Türkiye'nin, 20 Ocak'ta Suriye sınırımızdaki PKK ve DEAŞ terör örgütü unsurlarını bertaraf etmek için başlattığı Zeytin Dalı Harekâtı, 58. Gününde zaferle sonuçlandı.
Mayın ve bomba arama tarama faaliyetleri bittikçe Afrinlilerde evlerine dönmeye başladı, bölgeye huzur geldi. Afrin'de insanlar Mehmetçik geldi diye mutlu. Kürtler mutlu, Araplar mutlu, Türkmenler mutlu…
Türkiye hızla bölgeyi ayağa kaldırmak için altyapı çalışmalarının yanı sıra sağlık hizmetleri ve gıda yardımında bulunuyor. Mehmetçik kendi kumanyasını oradaki insanlara vererek asıl zaferin gönülleri kazanmak olduğunu tüm dünyaya gösterdi.

- **Yazılı görev 1**:
Zeytin Dalı Harekâtı hakkındaki metni hiçbir değişiklik yapmadan baştan sona yazın.
Zeytin Dalı Harekâtı hakkındaki metin ile kayıtlar ayrı kaynaklardan alınmıştır.

[Etiketli nokta kayıtları]
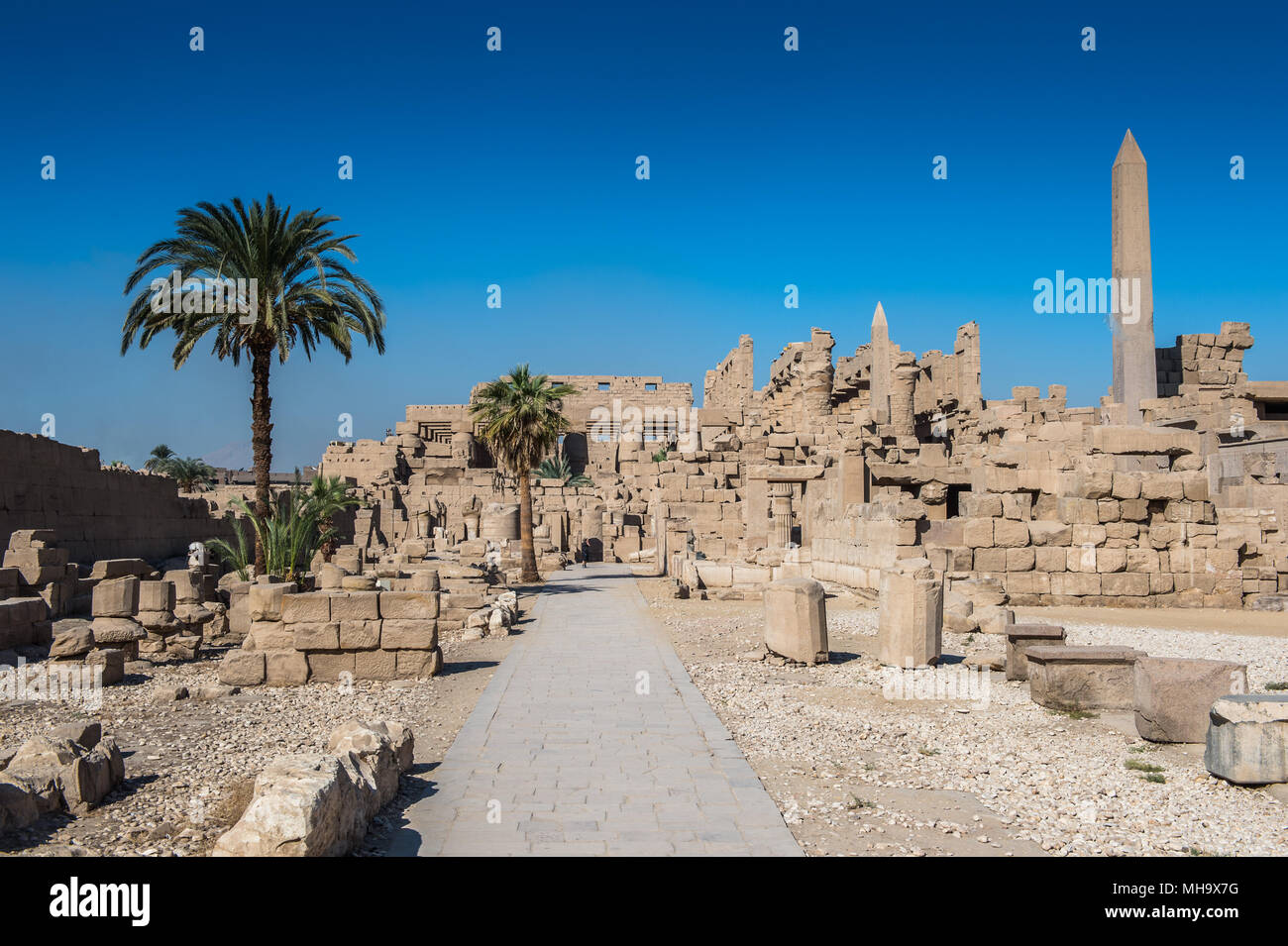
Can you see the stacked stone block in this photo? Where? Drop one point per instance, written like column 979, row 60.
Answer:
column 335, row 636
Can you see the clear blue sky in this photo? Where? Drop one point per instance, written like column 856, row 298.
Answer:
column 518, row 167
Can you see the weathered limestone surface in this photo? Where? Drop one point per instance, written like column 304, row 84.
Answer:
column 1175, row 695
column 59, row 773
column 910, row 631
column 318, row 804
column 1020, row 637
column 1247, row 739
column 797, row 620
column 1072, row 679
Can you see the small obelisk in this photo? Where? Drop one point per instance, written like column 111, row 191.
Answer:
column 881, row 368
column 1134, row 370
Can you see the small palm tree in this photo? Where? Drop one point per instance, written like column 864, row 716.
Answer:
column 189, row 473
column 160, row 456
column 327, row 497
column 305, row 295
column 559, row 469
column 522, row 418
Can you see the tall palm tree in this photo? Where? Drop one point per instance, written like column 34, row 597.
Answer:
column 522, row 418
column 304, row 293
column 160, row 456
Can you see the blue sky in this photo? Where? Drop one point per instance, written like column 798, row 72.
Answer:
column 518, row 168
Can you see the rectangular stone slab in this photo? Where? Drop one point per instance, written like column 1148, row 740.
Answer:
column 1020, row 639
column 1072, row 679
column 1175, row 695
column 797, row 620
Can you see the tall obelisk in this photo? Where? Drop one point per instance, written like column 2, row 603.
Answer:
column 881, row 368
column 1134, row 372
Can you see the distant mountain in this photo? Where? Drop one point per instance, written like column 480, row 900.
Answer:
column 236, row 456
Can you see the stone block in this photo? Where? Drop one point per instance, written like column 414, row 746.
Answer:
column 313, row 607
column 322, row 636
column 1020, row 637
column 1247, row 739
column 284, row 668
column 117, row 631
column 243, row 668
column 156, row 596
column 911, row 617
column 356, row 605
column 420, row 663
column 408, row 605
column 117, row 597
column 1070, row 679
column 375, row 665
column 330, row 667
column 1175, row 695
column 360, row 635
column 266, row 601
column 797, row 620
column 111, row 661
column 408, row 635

- **Yazılı görev 2**:
Kayıtlarda "Can you see the rectangular" ifadesinin geçtiği satırdan başlayın ve "column 236, row 456" ifadesinin geçtiği satırdan sonra durun. Bu iki satır dahil aradaki satırları değiştirmeden çıkarın.

- **Görev çözümü 1**:
Türkiye'nin, 20 Ocak'ta Suriye sınırımızdaki PKK ve DEAŞ terör örgütü unsurlarını bertaraf etmek için başlattığı Zeytin Dalı Harekâtı, 58. Gününde zaferle sonuçlandı.
Mayın ve bomba arama tarama faaliyetleri bittikçe Afrinlilerde evlerine dönmeye başladı, bölgeye huzur geldi. Afrin'de insanlar Mehmetçik geldi diye mutlu. Kürtler mutlu, Araplar mutlu, Türkmenler mutlu…
Türkiye hızla bölgeyi ayağa kaldırmak için altyapı çalışmalarının yanı sıra sağlık hizmetleri ve gıda yardımında bulunuyor. Mehmetçik kendi kumanyasını oradaki insanlara vererek asıl zaferin gönülleri kazanmak olduğunu tüm dünyaya gösterdi.

- **Görev çözümü 2**:
Can you see the rectangular stone slab in this photo? Where? Drop one point per instance, written like column 1148, row 740.
Answer:
column 1020, row 639
column 1072, row 679
column 1175, row 695
column 797, row 620
Can you see the tall obelisk in this photo? Where? Drop one point per instance, written like column 2, row 603.
Answer:
column 881, row 368
column 1134, row 372
Can you see the distant mountain in this photo? Where? Drop one point per instance, written like column 480, row 900.
Answer:
column 236, row 456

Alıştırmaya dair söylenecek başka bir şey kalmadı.